**PROBLEMS TO WORK ON**
(a) In the case summary on Quebec's farm income stabilization program, which research group was retained to conduct a production cost study in 2002?
(b) Pick up the case summary on Quebec's farm income stabilization program after its final sentence and keep writing it.

La Financière agricole du Québec                                                             Respondent

Indexed as: Lafortune v. Financière agricole du Québec

2016 SCC 35

File No.: 36210.

2015: December 10; 2016: July 29.

Present: McLachlin C.J. and Abella, Cromwell, Karakatsanis, Wagner, Gascon and Côté JJ.

on appeal from the court of appeal for quebec

                    Agriculture — Farm income stabilization — Compensation — Calculation method — Legal framework applicable to Quebec’s Programme d’assurance stabilisation des revenus agricoles — Participants in program contesting method for calculating compensation payments that was adopted by La Financière agricole du Québec on basis of economic and statistical study — Whether program is contract and, if so, whether it is subject to rules applicable to contract of insurance within meaning of Civil Code of Québec — Whether trial judge erred in refusing to award damages to program’s participants for alleged injury related to compensation that was paid — Programme d’assurance stabilisation des revenus agricoles, (2001) 133 G.O. 1, 1336, ss. 86, 87.

                    The appellants are hog and piglet producers who were participants in the Programme d’assurance stabilisation des revenus agricoles (“ASRA Program”) administered by La Financière agricole du Québec (“La Financière”). The ASRA Program, which is described in the companion appeal, Ferme Vi‑Ber inc. v. Financière agricole du Québec, 2016 SCC 34, [2016] 1 S.C.R. 1032, is designed to protect participants who are producers of 10 products or classes of products designated as “insurable”, including hogs and piglets, from having their income drop below a level defined in advance by La Financière. That level is reached where the net annual income of an average benchmark farm is less than the stabilized net annual income. Studies of production costs are conducted from time to time to adjust the net annual income of a benchmark farm and ensure that the compensation granted to participants reflects marketplace realities. The Groupe de recherche en économie et politique agricole of Université Laval was retained to conduct one such study in 2002.

 

                    In the years from 2006 to 2008, the appellants suffered financial losses and were surprised that this was the case, as they believed that the ASRA Program was supposed to guarantee them a positive annual income. They instituted an action in damages against La Financière in the Superior Court; in it, they submitted that the ASRA Program should be characterized as a contract of insurance within the meaning of the Civil Code of Québec and that the process that had been followed and the statistical and accounting methods that had been used in the economic study to calculate their compensation payments had yielded an unfair result. They argued that the compensation they had received was neither sufficient nor consistent with their reasonable expectations as parties to a contract of insurance. The Superior Court dismissed the appellants’ claim. It held that the ASRA Program is not a contract of insurance, that La Financière’s decisions were fair and that it had employed appropriate methods in making them. The Court of Appeal upheld that judgment.

**RECORDS PROVIDED**
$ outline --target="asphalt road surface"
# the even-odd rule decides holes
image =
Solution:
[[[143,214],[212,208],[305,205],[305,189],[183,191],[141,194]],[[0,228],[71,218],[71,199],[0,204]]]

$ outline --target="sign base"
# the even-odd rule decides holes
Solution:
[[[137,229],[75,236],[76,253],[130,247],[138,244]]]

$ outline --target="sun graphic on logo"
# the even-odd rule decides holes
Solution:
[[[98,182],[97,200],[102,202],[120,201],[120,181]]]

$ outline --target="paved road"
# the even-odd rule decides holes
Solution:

**EXPECTED OUTPUTS**
(a) The Groupe de recherche en économie et politique agricole of Université Laval.

(b)
                    Held: The appeal should be dismissed.

                    The ASRA Program is not a contract of insurance but simply an innominate contract that is subject to the general rules of private law. The rules governing the interpretation of the ASRA Program are the same ones that apply to any other contract, and in particular those set out in arts. 1425 to 1432 of the Civil Code of Québec. For the purpose of determining whether the decisions made by La Financière in performing its obligations and exercising its contractual powers are lawful, the applicable standards are good faith and contractual fairness. The public interest and the social objective being pursued by the government, which acts as a party to the contract, must also be considered both in interpreting the scope of the powers and rights under the contract and in determining whether the decisions made by the government authority in exercising those powers are lawful. It is this legal framework, not the rules applicable to contracts of insurance under the Civil Code of Québec, that applies to the ASRA Program.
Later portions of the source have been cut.